Please format the lines below as a numbered list, omitting any blank lines.

======== Available records ========

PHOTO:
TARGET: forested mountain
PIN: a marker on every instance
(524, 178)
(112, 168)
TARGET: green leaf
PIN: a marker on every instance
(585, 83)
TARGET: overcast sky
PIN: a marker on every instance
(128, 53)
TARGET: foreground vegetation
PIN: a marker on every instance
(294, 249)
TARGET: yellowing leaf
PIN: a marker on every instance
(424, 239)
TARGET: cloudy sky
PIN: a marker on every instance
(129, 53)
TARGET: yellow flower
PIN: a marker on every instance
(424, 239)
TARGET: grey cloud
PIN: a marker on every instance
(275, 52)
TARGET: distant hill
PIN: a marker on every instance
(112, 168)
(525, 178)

========

## Task response
1. PHOTO:
2. TARGET: forested mountain
3. PIN: a marker on every instance
4. (524, 178)
5. (112, 168)
6. TARGET: green leaf
7. PIN: a marker on every instance
8. (585, 83)
9. TARGET: overcast sky
10. PIN: a marker on every instance
11. (128, 53)
12. TARGET: foreground vegetation
13. PIN: a marker on every instance
14. (294, 249)
15. TARGET: yellowing leaf
16. PIN: a marker on every instance
17. (424, 239)
18. TARGET: cloudy sky
19. PIN: a marker on every instance
20. (129, 53)
21. TARGET: yellow flower
22. PIN: a marker on every instance
23. (424, 239)
24. TARGET: grey cloud
25. PIN: a marker on every instance
26. (275, 52)
27. TARGET: distant hill
28. PIN: a marker on every instance
29. (112, 168)
30. (525, 178)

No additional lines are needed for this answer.